*** Opening of GIVEN PASSAGE ***

The primary endpoint was positive for semaglutide. The estimated median ratio to baseline in maximum walking distance at week 52 was significantly greater in the semaglutide group than the placebo group.

To translate the somewhat complicated results, the semaglutide arm had a 21% increase in maximum walking distance vs an 8% increase in the placebo arm. That is about 26 m or 87 ft more distance with semaglutide. Semaglutide also improved the pain-free walking distance. (median of 14 meters extra). Quality of life scores improved more with semaglutide though the differences were modest. Participants in both treatment groups lost weight between baseline and week 52: There was a mean difference of 4.1kg in the semaglutide vs placebo arm. 

The authors concluded that semaglutide increased walking distance and called for more research on the mechanisms of benefit as well as further trials in patients without diabetes.

Comments 

I present these two trials in the same column because both were designed for positive results. Both delivered positive results, which will likely lead proponents to seek expanded indications for the two drugs. Yet neither trial added substantially to patient care.

*** Close of GIVEN PASSAGE ***
*** Opening of PROVIDED RECORDS ***

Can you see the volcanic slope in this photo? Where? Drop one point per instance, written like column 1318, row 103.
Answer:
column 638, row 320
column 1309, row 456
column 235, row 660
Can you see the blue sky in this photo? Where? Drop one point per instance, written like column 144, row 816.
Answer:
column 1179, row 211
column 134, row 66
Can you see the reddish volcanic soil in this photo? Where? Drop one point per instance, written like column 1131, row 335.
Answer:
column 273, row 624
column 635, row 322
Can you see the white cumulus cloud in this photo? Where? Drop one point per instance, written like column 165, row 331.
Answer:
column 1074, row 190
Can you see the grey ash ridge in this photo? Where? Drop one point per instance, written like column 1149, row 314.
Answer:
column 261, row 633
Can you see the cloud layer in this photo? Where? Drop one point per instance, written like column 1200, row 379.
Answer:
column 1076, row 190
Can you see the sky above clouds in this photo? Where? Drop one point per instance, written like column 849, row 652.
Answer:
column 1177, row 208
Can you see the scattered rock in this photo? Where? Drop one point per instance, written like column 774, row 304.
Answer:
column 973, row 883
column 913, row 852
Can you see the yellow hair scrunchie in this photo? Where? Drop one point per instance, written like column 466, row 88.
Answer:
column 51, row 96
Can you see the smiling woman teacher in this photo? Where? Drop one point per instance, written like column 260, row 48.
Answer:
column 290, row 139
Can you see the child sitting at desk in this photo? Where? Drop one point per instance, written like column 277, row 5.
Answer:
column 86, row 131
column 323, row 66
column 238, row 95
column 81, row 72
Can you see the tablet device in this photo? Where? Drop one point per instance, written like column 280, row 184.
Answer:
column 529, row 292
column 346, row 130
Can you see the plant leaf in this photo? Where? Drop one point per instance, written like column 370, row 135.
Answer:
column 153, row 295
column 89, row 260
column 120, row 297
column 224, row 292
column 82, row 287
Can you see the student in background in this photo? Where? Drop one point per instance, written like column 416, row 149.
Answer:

*** Close of PROVIDED RECORDS ***

→ **TO DO**
• 1. In the semaglutide walking-distance text, how much did maximum walking distance increase in the semaglutide arm compared with the placebo arm?
• 2. Continue the semaglutide walking-distance text from its last sentence.

→ **WRITTEN ANSWERS**
• 1. It increased 21% with semaglutide versus 8% with placebo.

• 2.
In the DapaTAVI trial, elderly patients with a high prevalence of cardiorenal co-morbidity were given dapagliflozin in an unblinded manner. After a year, dapagliflozin led to fewer heart failure events. There were no significant effects on cardiovascular death or all-cause death. Since “heart failure events” require clinical judgement, the lack of blinding could have affected the results. Drug trials need placebo comparisons. 

Yet, I see an even more glaring limitation with DapaTAVI. We know that the SGLT2 inhibitors have a diuretic effect. If you give such a drug to any post-cardiac-procedure patient who has a high prevalence of cardiac or renal disease, you should expect a reduction in future heart failure encounters. We know this from previous trials. The specific procedure in this trial was TAVI, but it could have been cardiac bypass, atrial fibrillation ablation, coronary stenting, or any number of others.

I worry that DapaTAVI will be used to expand the indication to post-TAVI patients. I do not believe the level of evidence supports the indication. 

The STRIDE trial tested the effect of semaglutide on a subjective endpoint of walking distance.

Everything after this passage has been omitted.